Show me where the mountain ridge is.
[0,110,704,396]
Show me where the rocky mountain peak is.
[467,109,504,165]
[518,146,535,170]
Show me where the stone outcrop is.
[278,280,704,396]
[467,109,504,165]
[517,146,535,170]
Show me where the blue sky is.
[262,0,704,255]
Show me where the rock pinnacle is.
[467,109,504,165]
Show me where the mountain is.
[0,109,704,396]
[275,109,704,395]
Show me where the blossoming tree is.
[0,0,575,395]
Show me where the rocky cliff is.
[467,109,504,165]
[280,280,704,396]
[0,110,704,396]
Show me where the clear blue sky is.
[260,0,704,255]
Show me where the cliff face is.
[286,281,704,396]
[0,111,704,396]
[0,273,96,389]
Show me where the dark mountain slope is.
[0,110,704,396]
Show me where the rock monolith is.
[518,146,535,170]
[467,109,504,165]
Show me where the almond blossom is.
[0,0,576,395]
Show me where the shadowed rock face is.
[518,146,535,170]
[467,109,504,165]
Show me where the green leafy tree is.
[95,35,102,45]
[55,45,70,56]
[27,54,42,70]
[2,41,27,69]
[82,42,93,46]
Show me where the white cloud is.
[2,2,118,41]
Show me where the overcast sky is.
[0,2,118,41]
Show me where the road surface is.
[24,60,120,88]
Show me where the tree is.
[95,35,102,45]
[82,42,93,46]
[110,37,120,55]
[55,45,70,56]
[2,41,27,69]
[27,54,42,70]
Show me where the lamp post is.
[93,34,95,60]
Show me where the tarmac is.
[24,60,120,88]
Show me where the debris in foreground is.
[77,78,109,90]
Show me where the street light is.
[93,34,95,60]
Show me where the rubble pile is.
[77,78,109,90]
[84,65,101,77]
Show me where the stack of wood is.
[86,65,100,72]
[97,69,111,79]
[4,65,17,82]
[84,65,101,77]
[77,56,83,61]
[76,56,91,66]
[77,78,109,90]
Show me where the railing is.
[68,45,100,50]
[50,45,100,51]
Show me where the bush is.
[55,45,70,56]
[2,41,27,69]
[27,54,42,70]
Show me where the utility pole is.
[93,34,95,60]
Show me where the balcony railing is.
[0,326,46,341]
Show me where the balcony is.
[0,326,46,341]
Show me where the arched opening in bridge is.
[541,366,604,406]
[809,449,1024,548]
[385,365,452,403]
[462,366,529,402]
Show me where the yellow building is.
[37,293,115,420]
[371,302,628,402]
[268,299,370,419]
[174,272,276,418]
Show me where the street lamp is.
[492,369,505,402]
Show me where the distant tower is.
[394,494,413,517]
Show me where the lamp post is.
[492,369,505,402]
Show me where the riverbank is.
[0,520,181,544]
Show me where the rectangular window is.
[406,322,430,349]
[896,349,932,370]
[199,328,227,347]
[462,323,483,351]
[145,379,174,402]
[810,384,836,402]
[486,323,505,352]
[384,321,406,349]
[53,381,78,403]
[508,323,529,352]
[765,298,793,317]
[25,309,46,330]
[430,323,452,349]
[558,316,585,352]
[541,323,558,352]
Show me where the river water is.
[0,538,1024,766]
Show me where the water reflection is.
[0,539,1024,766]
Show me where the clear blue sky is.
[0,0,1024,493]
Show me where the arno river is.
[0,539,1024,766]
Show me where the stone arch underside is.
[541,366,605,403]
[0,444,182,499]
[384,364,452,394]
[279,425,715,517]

==========

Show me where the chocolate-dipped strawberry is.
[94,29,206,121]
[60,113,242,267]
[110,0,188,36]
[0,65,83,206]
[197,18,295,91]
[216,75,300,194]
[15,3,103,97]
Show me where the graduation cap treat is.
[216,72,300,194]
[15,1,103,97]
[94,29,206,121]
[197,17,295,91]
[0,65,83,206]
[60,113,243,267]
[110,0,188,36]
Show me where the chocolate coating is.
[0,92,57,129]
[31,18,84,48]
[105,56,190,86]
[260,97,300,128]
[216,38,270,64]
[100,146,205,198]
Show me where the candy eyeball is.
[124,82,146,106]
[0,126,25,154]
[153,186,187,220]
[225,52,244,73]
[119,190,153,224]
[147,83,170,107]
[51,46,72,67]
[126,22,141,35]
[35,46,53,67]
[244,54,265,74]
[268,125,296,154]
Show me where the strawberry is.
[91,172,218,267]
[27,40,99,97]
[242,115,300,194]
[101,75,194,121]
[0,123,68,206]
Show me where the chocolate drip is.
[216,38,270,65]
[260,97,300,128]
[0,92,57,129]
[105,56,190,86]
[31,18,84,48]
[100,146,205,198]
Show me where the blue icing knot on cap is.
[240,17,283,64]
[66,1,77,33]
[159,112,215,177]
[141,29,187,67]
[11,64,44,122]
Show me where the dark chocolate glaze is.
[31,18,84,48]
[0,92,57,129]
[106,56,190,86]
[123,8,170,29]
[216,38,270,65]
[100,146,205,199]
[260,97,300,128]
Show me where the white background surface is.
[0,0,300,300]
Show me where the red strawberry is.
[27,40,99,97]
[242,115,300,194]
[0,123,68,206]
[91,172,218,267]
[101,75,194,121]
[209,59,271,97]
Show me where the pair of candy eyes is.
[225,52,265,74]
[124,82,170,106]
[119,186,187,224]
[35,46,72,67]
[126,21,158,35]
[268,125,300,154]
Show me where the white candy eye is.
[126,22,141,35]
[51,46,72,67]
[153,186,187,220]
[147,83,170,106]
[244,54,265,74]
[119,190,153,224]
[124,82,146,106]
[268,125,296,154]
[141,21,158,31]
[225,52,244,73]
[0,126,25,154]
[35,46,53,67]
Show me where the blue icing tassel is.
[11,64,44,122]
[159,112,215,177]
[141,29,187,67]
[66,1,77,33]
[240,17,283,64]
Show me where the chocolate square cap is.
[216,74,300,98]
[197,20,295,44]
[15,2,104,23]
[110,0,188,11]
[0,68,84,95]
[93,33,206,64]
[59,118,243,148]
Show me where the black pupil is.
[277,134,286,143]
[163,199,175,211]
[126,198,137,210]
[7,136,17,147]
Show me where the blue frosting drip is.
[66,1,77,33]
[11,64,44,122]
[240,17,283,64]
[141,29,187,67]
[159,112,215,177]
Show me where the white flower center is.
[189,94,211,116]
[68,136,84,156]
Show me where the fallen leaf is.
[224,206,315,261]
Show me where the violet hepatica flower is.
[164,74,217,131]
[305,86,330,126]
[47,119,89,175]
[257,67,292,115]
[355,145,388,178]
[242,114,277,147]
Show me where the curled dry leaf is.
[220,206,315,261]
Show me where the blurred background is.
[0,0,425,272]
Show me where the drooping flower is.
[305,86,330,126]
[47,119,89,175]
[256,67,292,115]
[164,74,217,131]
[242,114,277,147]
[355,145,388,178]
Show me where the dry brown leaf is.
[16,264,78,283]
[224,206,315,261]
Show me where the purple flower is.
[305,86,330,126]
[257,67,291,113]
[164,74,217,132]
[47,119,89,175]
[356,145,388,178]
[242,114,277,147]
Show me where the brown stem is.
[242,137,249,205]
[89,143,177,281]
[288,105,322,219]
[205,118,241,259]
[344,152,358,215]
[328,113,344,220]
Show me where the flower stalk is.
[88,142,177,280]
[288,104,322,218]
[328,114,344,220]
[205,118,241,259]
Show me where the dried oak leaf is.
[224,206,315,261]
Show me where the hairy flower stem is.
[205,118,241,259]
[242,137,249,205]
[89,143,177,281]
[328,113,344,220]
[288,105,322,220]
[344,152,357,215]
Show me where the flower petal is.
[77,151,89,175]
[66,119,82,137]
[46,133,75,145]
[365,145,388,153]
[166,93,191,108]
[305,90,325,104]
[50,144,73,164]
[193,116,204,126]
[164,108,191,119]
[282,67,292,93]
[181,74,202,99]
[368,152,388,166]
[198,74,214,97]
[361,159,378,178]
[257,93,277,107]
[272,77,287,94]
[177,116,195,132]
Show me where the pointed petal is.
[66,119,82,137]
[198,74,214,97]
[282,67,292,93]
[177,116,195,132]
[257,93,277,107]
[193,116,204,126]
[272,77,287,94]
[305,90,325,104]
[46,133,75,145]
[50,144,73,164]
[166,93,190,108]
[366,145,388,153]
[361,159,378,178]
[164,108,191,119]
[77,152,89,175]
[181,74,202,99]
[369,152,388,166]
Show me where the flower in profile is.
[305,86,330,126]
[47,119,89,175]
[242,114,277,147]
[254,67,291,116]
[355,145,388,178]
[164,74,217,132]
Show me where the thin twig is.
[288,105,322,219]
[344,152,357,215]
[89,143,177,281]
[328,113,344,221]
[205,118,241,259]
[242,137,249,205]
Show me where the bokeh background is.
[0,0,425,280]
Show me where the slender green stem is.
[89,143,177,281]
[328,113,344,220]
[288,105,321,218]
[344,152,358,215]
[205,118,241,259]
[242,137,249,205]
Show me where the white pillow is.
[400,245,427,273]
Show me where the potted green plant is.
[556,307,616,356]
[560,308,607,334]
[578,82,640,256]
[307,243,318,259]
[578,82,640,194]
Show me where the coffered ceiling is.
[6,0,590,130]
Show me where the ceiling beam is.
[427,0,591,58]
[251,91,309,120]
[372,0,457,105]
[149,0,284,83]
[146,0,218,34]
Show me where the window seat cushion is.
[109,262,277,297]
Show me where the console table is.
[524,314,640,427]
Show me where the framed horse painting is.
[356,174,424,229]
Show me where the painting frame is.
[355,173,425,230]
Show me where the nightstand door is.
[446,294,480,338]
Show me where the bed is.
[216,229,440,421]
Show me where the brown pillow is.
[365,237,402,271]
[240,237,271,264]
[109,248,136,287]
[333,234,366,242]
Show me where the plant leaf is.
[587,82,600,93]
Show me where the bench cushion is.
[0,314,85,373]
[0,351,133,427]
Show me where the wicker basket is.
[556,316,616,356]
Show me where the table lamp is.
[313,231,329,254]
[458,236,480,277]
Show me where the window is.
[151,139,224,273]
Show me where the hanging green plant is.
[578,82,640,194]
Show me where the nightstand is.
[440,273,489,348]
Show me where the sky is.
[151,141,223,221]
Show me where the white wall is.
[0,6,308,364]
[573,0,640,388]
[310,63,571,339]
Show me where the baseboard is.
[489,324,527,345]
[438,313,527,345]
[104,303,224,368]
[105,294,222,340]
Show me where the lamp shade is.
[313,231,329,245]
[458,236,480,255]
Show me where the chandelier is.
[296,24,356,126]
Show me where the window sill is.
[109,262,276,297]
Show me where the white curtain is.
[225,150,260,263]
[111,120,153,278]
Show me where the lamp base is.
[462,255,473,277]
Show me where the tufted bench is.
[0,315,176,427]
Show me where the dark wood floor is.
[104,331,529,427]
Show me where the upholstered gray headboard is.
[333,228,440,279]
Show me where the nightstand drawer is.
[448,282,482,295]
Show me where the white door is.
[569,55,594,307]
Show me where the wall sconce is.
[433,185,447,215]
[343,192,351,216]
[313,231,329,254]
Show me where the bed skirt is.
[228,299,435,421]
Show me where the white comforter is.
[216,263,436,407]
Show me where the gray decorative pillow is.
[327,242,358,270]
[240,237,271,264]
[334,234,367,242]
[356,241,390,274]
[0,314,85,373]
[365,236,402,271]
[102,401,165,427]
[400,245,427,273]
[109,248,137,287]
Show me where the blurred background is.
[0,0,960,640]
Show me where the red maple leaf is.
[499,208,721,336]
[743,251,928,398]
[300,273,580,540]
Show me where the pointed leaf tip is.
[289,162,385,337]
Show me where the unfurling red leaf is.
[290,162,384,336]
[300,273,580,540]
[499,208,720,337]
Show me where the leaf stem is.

==========

#### Written instruction
Scale the rows starting at the line that contains "Show me where the flower petal is." and ending at the line that contains "[109,262,277,297]", including both, and reproduce every one of those lines, requests included, but no others. Multiply each bounding-box coordinate by 0.5 and round it to a whole number, rounding halves up.

#### Answer for the task
Show me where the flower petal is.
[39,76,45,88]
[33,60,41,69]
[23,67,38,73]
[183,73,194,77]
[83,47,96,54]
[153,45,163,52]
[25,72,37,82]
[97,58,102,63]
[82,54,96,60]
[141,34,146,47]
[91,37,101,50]
[184,76,194,83]
[99,37,107,49]
[181,80,189,89]
[129,47,139,54]
[136,39,144,47]
[89,58,98,66]
Show me where the pointed petal is.
[33,60,41,69]
[99,37,107,49]
[141,34,146,47]
[89,58,98,66]
[129,47,139,54]
[97,58,102,63]
[136,39,144,47]
[153,45,163,52]
[23,67,38,73]
[25,72,37,82]
[83,47,95,54]
[183,73,194,77]
[181,80,189,89]
[82,54,96,60]
[39,76,45,88]
[91,37,101,50]
[185,76,194,83]
Show me where the flower in profile is.
[153,43,165,63]
[24,60,45,88]
[121,57,139,74]
[127,34,146,58]
[178,73,194,89]
[82,37,109,66]
Show me where the thin twig is.
[144,53,161,110]
[172,76,179,108]
[45,72,89,141]
[164,57,172,111]
[103,59,121,130]
[121,69,125,103]
Show me where the bokeh background is.
[0,0,213,140]
Show me where the slender green stem is.
[45,72,89,141]
[164,57,172,110]
[144,53,161,109]
[172,76,179,108]
[103,59,121,130]
[121,69,125,103]
Show me where the white pillow is.
[200,123,214,137]
Show me where the potted green plant is.
[278,154,308,178]
[280,154,304,167]
[289,41,320,128]
[154,122,159,130]
[289,41,320,97]
Show me where the coffered ceiling is.
[3,0,295,65]
Show me where the ceiling beam is.
[214,0,296,29]
[126,46,155,60]
[186,0,229,53]
[75,0,142,42]
[73,0,109,17]
Show me where the window seat cushion is.
[55,131,139,149]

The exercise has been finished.